STATED PROBLEM:
Give an exact copy of every line, leaving images out.
━━ GIVEN ENTRIES
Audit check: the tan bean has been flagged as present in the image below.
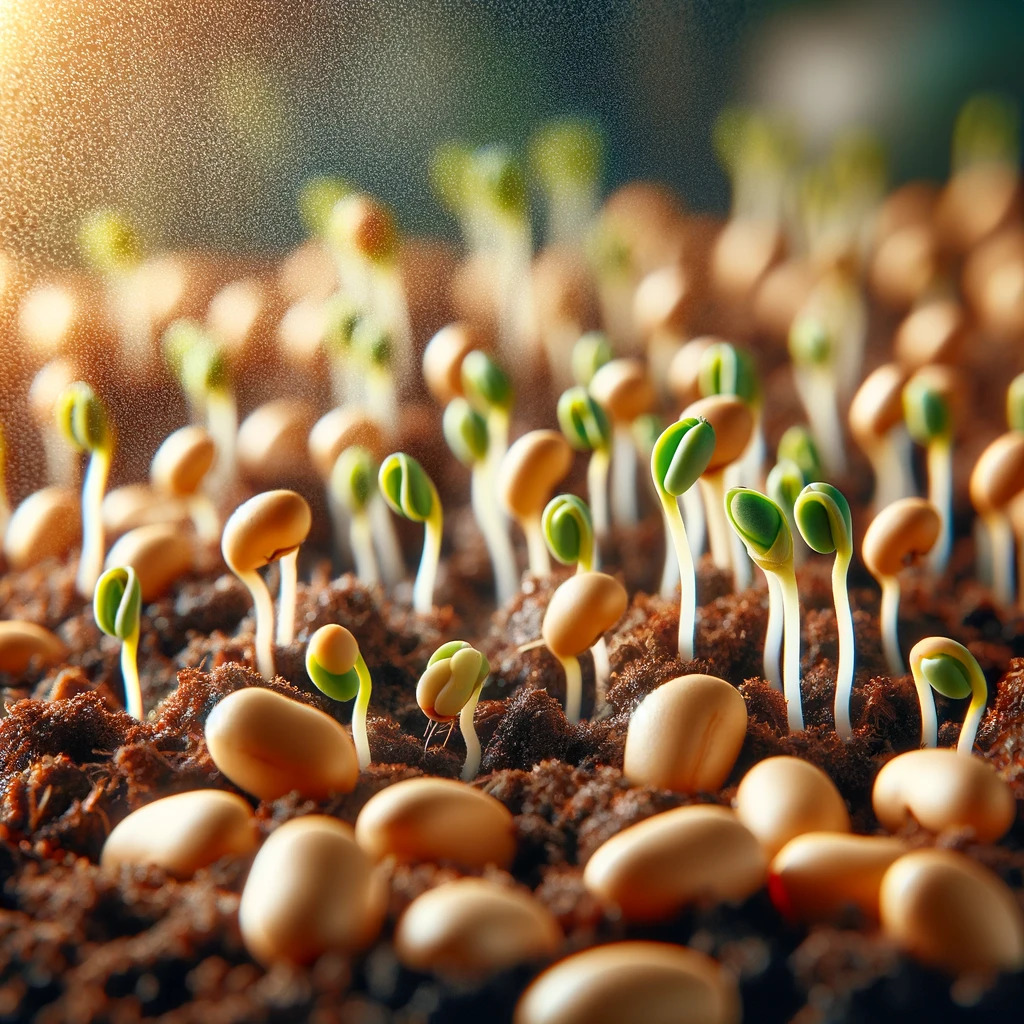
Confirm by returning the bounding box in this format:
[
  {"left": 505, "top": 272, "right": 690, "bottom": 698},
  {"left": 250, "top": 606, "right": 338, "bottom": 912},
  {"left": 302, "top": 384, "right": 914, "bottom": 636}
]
[
  {"left": 768, "top": 831, "right": 906, "bottom": 924},
  {"left": 879, "top": 850, "right": 1024, "bottom": 974},
  {"left": 583, "top": 805, "right": 767, "bottom": 922},
  {"left": 100, "top": 790, "right": 257, "bottom": 879},
  {"left": 733, "top": 757, "right": 850, "bottom": 857},
  {"left": 0, "top": 618, "right": 68, "bottom": 676},
  {"left": 679, "top": 394, "right": 754, "bottom": 473},
  {"left": 394, "top": 879, "right": 562, "bottom": 978},
  {"left": 355, "top": 778, "right": 516, "bottom": 869},
  {"left": 541, "top": 572, "right": 629, "bottom": 657},
  {"left": 498, "top": 430, "right": 572, "bottom": 519},
  {"left": 221, "top": 490, "right": 312, "bottom": 572},
  {"left": 871, "top": 748, "right": 1017, "bottom": 843},
  {"left": 860, "top": 498, "right": 942, "bottom": 579},
  {"left": 104, "top": 522, "right": 193, "bottom": 601},
  {"left": 206, "top": 686, "right": 359, "bottom": 800},
  {"left": 150, "top": 425, "right": 217, "bottom": 498},
  {"left": 3, "top": 487, "right": 82, "bottom": 570},
  {"left": 623, "top": 674, "right": 746, "bottom": 793},
  {"left": 239, "top": 814, "right": 387, "bottom": 965},
  {"left": 308, "top": 406, "right": 387, "bottom": 480},
  {"left": 514, "top": 942, "right": 741, "bottom": 1024}
]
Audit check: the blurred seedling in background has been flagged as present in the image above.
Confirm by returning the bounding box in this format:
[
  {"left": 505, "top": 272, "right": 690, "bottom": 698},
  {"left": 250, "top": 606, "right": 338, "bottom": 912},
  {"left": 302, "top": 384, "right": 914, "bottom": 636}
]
[
  {"left": 92, "top": 565, "right": 143, "bottom": 721},
  {"left": 416, "top": 640, "right": 490, "bottom": 782},
  {"left": 306, "top": 623, "right": 373, "bottom": 771}
]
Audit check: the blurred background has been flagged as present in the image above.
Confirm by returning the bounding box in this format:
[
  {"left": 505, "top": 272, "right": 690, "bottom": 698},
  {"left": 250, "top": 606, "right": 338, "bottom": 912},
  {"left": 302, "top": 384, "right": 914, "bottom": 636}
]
[{"left": 0, "top": 0, "right": 1024, "bottom": 264}]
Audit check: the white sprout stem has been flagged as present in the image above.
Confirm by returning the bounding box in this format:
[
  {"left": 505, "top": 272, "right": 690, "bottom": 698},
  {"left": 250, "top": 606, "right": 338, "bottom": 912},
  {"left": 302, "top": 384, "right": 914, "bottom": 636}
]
[
  {"left": 611, "top": 424, "right": 639, "bottom": 526},
  {"left": 587, "top": 449, "right": 610, "bottom": 540},
  {"left": 662, "top": 494, "right": 697, "bottom": 662},
  {"left": 276, "top": 548, "right": 299, "bottom": 647},
  {"left": 370, "top": 494, "right": 406, "bottom": 587},
  {"left": 413, "top": 505, "right": 441, "bottom": 615},
  {"left": 555, "top": 654, "right": 583, "bottom": 725},
  {"left": 121, "top": 626, "right": 142, "bottom": 722},
  {"left": 519, "top": 515, "right": 551, "bottom": 577},
  {"left": 76, "top": 449, "right": 111, "bottom": 598},
  {"left": 833, "top": 553, "right": 856, "bottom": 743},
  {"left": 459, "top": 682, "right": 483, "bottom": 782},
  {"left": 928, "top": 438, "right": 953, "bottom": 575},
  {"left": 793, "top": 367, "right": 846, "bottom": 476},
  {"left": 761, "top": 572, "right": 782, "bottom": 693},
  {"left": 879, "top": 577, "right": 906, "bottom": 676},
  {"left": 349, "top": 510, "right": 381, "bottom": 587},
  {"left": 778, "top": 568, "right": 804, "bottom": 732},
  {"left": 239, "top": 569, "right": 274, "bottom": 680},
  {"left": 470, "top": 462, "right": 519, "bottom": 604},
  {"left": 697, "top": 470, "right": 732, "bottom": 571}
]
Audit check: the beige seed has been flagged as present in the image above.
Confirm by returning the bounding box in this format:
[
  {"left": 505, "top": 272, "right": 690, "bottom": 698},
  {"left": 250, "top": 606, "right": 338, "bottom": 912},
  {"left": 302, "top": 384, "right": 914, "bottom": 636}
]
[
  {"left": 768, "top": 831, "right": 906, "bottom": 924},
  {"left": 623, "top": 674, "right": 746, "bottom": 793},
  {"left": 239, "top": 814, "right": 387, "bottom": 965},
  {"left": 541, "top": 572, "right": 629, "bottom": 657},
  {"left": 394, "top": 879, "right": 562, "bottom": 979},
  {"left": 100, "top": 790, "right": 257, "bottom": 879},
  {"left": 498, "top": 430, "right": 572, "bottom": 519},
  {"left": 871, "top": 748, "right": 1017, "bottom": 843},
  {"left": 860, "top": 498, "right": 942, "bottom": 580},
  {"left": 206, "top": 686, "right": 359, "bottom": 800},
  {"left": 104, "top": 522, "right": 193, "bottom": 601},
  {"left": 0, "top": 618, "right": 68, "bottom": 676},
  {"left": 583, "top": 805, "right": 767, "bottom": 922},
  {"left": 879, "top": 850, "right": 1024, "bottom": 974},
  {"left": 221, "top": 490, "right": 312, "bottom": 573},
  {"left": 514, "top": 942, "right": 741, "bottom": 1024},
  {"left": 150, "top": 426, "right": 217, "bottom": 498},
  {"left": 308, "top": 406, "right": 387, "bottom": 480},
  {"left": 355, "top": 778, "right": 516, "bottom": 869},
  {"left": 679, "top": 394, "right": 754, "bottom": 473},
  {"left": 733, "top": 757, "right": 850, "bottom": 857},
  {"left": 3, "top": 487, "right": 82, "bottom": 570}
]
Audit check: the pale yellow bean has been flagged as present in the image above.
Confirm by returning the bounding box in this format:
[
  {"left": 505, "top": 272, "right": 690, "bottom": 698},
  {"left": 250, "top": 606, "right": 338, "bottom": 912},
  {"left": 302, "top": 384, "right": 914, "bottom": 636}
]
━━━━
SOLUTION FOR THIS EXERCISE:
Audit check: the tan bean has been flagged as present in the image below.
Confirm by returning the bounding box in this format:
[
  {"left": 505, "top": 272, "right": 690, "bottom": 698},
  {"left": 250, "top": 606, "right": 338, "bottom": 912},
  {"left": 302, "top": 384, "right": 914, "bottom": 636}
]
[
  {"left": 768, "top": 831, "right": 906, "bottom": 924},
  {"left": 879, "top": 850, "right": 1024, "bottom": 974},
  {"left": 583, "top": 805, "right": 767, "bottom": 922},
  {"left": 100, "top": 790, "right": 257, "bottom": 879},
  {"left": 733, "top": 757, "right": 850, "bottom": 857},
  {"left": 0, "top": 618, "right": 68, "bottom": 676},
  {"left": 679, "top": 394, "right": 754, "bottom": 473},
  {"left": 394, "top": 879, "right": 562, "bottom": 978},
  {"left": 355, "top": 778, "right": 516, "bottom": 869},
  {"left": 541, "top": 572, "right": 629, "bottom": 657},
  {"left": 498, "top": 430, "right": 572, "bottom": 519},
  {"left": 221, "top": 490, "right": 312, "bottom": 572},
  {"left": 871, "top": 748, "right": 1017, "bottom": 843},
  {"left": 860, "top": 498, "right": 942, "bottom": 579},
  {"left": 104, "top": 522, "right": 193, "bottom": 601},
  {"left": 206, "top": 686, "right": 359, "bottom": 800},
  {"left": 150, "top": 425, "right": 217, "bottom": 498},
  {"left": 3, "top": 487, "right": 82, "bottom": 570},
  {"left": 623, "top": 674, "right": 746, "bottom": 793},
  {"left": 239, "top": 814, "right": 387, "bottom": 965},
  {"left": 308, "top": 406, "right": 387, "bottom": 480},
  {"left": 514, "top": 942, "right": 741, "bottom": 1024}
]
Audit check: the blurred seedling in background has been flagged as present in the image above.
Confirm by returning the bounding box in this format:
[
  {"left": 505, "top": 272, "right": 690, "bottom": 698},
  {"left": 250, "top": 606, "right": 338, "bottom": 912},
  {"left": 302, "top": 384, "right": 914, "bottom": 636}
]
[
  {"left": 92, "top": 565, "right": 143, "bottom": 721},
  {"left": 416, "top": 640, "right": 490, "bottom": 782},
  {"left": 306, "top": 623, "right": 373, "bottom": 771}
]
Audit check: the blurred background has been flagged as present in the image above.
Confirm by returning the bounding box in this format:
[
  {"left": 505, "top": 272, "right": 690, "bottom": 698},
  {"left": 250, "top": 606, "right": 338, "bottom": 912},
  {"left": 302, "top": 384, "right": 914, "bottom": 636}
]
[{"left": 0, "top": 0, "right": 1024, "bottom": 264}]
Audit check: the white sprout stem has been flagged as present in the image above.
Confirm by returning the bounding box in this format:
[
  {"left": 505, "top": 272, "right": 690, "bottom": 698},
  {"left": 250, "top": 606, "right": 338, "bottom": 912},
  {"left": 302, "top": 384, "right": 914, "bottom": 636}
]
[
  {"left": 611, "top": 424, "right": 639, "bottom": 526},
  {"left": 587, "top": 449, "right": 610, "bottom": 540},
  {"left": 662, "top": 494, "right": 697, "bottom": 662},
  {"left": 276, "top": 548, "right": 299, "bottom": 647},
  {"left": 370, "top": 494, "right": 406, "bottom": 587},
  {"left": 413, "top": 505, "right": 441, "bottom": 615},
  {"left": 555, "top": 654, "right": 583, "bottom": 725},
  {"left": 121, "top": 626, "right": 142, "bottom": 722},
  {"left": 519, "top": 515, "right": 551, "bottom": 577},
  {"left": 76, "top": 449, "right": 111, "bottom": 598},
  {"left": 833, "top": 553, "right": 856, "bottom": 743},
  {"left": 459, "top": 682, "right": 483, "bottom": 782},
  {"left": 928, "top": 438, "right": 953, "bottom": 575},
  {"left": 793, "top": 367, "right": 846, "bottom": 476},
  {"left": 761, "top": 572, "right": 782, "bottom": 693},
  {"left": 879, "top": 577, "right": 906, "bottom": 676},
  {"left": 349, "top": 510, "right": 381, "bottom": 587},
  {"left": 778, "top": 568, "right": 804, "bottom": 732},
  {"left": 239, "top": 569, "right": 274, "bottom": 680},
  {"left": 470, "top": 462, "right": 519, "bottom": 604},
  {"left": 697, "top": 470, "right": 732, "bottom": 571}
]
Audit check: the beige seed has been flagged as present in the image above.
Confirm by returning the bounding box in this format:
[
  {"left": 505, "top": 272, "right": 690, "bottom": 698},
  {"left": 250, "top": 606, "right": 338, "bottom": 912},
  {"left": 302, "top": 384, "right": 914, "bottom": 636}
]
[
  {"left": 768, "top": 831, "right": 906, "bottom": 924},
  {"left": 623, "top": 674, "right": 746, "bottom": 793},
  {"left": 239, "top": 814, "right": 387, "bottom": 965},
  {"left": 541, "top": 572, "right": 629, "bottom": 657},
  {"left": 394, "top": 879, "right": 562, "bottom": 979},
  {"left": 100, "top": 790, "right": 257, "bottom": 879},
  {"left": 498, "top": 430, "right": 572, "bottom": 519},
  {"left": 871, "top": 748, "right": 1017, "bottom": 843},
  {"left": 860, "top": 498, "right": 942, "bottom": 580},
  {"left": 206, "top": 686, "right": 359, "bottom": 800},
  {"left": 104, "top": 522, "right": 193, "bottom": 601},
  {"left": 0, "top": 618, "right": 68, "bottom": 676},
  {"left": 583, "top": 805, "right": 767, "bottom": 922},
  {"left": 879, "top": 850, "right": 1024, "bottom": 974},
  {"left": 221, "top": 490, "right": 312, "bottom": 573},
  {"left": 514, "top": 942, "right": 741, "bottom": 1024},
  {"left": 150, "top": 426, "right": 217, "bottom": 498},
  {"left": 308, "top": 406, "right": 387, "bottom": 480},
  {"left": 355, "top": 778, "right": 516, "bottom": 869},
  {"left": 679, "top": 394, "right": 754, "bottom": 473},
  {"left": 733, "top": 757, "right": 850, "bottom": 857},
  {"left": 3, "top": 487, "right": 82, "bottom": 570}
]
Audit check: the pale yellow bean has been flagged as present in the image above.
Confirm by returning the bounding box in this format:
[
  {"left": 505, "top": 272, "right": 690, "bottom": 698},
  {"left": 250, "top": 606, "right": 338, "bottom": 912},
  {"left": 302, "top": 384, "right": 914, "bottom": 636}
]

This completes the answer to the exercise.